[BEGIN]
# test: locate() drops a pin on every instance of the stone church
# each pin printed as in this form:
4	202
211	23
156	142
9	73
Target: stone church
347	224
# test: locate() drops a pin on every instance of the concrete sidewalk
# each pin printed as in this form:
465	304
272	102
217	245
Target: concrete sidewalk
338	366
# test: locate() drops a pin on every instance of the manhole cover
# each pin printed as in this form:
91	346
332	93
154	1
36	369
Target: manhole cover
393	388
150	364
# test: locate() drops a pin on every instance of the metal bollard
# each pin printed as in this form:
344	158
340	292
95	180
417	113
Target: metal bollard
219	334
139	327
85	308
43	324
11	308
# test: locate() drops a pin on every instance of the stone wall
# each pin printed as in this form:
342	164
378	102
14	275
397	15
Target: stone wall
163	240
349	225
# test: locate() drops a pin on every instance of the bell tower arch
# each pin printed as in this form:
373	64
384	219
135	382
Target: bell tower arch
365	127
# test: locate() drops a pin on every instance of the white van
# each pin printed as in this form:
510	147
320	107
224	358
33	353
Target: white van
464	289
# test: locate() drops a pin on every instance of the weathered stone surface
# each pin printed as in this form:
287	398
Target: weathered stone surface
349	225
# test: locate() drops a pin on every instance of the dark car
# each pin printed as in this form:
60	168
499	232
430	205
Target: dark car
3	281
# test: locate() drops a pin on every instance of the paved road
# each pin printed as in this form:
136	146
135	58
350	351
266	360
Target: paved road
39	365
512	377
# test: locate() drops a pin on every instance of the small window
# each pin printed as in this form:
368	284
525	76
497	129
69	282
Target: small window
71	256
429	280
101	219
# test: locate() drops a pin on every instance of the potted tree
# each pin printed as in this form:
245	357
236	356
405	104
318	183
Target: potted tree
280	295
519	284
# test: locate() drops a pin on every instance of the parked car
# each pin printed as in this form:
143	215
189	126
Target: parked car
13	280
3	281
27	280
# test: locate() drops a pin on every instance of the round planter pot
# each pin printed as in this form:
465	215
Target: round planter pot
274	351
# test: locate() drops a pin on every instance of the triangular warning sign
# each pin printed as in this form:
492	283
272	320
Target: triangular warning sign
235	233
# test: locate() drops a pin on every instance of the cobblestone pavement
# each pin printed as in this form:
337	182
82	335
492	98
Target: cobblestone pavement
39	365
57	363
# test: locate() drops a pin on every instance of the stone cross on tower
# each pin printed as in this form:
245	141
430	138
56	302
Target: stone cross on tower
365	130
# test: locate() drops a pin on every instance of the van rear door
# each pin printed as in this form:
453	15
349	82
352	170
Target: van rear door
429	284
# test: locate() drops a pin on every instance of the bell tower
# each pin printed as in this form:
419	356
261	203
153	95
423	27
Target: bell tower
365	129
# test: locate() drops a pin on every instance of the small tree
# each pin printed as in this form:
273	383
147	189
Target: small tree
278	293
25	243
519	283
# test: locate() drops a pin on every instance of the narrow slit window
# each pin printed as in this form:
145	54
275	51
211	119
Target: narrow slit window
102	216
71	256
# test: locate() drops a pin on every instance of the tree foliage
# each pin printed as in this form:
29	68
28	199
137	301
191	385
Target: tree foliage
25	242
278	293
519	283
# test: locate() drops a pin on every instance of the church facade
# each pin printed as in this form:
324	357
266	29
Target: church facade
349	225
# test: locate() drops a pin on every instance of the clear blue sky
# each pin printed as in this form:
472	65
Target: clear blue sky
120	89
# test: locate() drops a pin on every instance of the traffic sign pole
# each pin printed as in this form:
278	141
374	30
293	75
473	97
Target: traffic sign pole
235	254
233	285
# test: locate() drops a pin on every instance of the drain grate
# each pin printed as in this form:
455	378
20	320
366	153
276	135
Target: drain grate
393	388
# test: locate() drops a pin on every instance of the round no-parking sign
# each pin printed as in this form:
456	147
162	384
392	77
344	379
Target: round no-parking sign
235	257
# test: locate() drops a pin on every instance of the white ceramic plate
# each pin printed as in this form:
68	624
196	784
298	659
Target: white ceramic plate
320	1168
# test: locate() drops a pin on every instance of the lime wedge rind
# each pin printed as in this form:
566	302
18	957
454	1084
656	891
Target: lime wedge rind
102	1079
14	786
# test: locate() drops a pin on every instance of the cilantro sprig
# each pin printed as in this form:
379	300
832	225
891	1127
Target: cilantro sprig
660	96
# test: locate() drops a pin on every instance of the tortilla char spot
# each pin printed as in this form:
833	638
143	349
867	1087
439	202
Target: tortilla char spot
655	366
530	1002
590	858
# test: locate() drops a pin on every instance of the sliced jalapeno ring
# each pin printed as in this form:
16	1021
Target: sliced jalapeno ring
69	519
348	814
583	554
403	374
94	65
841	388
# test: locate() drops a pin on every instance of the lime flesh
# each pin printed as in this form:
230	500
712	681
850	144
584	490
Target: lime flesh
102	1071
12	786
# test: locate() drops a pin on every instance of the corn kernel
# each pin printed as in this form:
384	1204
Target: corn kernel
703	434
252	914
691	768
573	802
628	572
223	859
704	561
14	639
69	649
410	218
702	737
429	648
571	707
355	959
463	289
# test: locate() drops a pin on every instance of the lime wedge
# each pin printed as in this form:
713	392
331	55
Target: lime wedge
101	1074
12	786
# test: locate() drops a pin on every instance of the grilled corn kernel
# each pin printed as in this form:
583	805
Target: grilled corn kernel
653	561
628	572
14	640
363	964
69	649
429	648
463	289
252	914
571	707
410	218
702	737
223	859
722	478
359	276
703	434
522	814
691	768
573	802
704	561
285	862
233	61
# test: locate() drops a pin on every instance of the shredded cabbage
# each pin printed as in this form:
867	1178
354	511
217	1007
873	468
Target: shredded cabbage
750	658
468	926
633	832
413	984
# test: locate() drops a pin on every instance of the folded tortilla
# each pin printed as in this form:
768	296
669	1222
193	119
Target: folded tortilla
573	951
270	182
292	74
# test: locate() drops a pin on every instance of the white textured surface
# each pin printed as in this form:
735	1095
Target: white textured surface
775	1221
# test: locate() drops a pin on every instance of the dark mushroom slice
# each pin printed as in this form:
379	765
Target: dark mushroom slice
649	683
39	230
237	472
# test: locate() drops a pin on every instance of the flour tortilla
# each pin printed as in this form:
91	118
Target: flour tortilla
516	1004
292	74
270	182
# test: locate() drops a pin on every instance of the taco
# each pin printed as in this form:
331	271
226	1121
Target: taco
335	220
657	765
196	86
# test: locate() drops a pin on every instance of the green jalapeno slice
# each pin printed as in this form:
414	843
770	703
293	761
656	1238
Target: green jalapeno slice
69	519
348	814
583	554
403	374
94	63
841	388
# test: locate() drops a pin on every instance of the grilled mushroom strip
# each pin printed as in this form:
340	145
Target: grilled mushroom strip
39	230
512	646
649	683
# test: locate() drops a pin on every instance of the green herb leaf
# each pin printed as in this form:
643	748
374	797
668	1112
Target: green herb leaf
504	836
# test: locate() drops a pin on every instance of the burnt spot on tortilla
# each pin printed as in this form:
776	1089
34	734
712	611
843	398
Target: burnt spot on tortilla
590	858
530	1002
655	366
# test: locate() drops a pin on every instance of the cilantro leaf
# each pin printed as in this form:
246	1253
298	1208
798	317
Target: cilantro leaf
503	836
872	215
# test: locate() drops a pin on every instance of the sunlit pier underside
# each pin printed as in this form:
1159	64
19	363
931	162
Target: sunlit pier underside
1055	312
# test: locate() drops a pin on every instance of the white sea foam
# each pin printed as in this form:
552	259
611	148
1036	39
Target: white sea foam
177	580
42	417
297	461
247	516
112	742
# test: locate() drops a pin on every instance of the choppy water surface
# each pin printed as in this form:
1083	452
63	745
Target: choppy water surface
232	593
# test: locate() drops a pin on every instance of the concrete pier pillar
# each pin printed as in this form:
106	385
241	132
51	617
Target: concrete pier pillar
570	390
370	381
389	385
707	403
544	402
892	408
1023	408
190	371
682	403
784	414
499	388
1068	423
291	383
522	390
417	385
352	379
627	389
[END]
THE EXERCISE
Repeat exactly the lines from the line containing "the cilantro leaf" through the last line of the records above, including both, and nothing else.

RESULT OF THE TASK
# test: locate() drops a pin on every instance of the cilantro leaf
# each pin printed as in this form:
246	1253
298	1208
798	317
Target: cilantro leaf
503	836
872	215
# test: locate() drops a pin on every instance of the sunlit pier underside
# each pin printed as in this form:
1159	64
19	363
931	162
Target: sunlit pier underside
1055	312
# test: locate() drops a pin on every instance of the white sea foam
# each pin printed as in this form:
552	259
611	148
1036	39
Target: white sea foam
177	580
42	417
297	461
247	516
112	742
# test: locate() drops a pin on every instance of the choppy water surface
# each pin printed as in this form:
1083	452
63	745
Target: choppy water surface
232	593
# test: locate() drops a pin on every instance of the concrete pier pillar
# each pin printed as in this form:
106	385
241	132
51	617
Target: concrete pier pillar
570	390
370	381
389	385
707	403
544	402
892	408
1023	408
190	371
682	403
784	414
499	388
1068	423
291	383
522	390
417	385
352	379
627	389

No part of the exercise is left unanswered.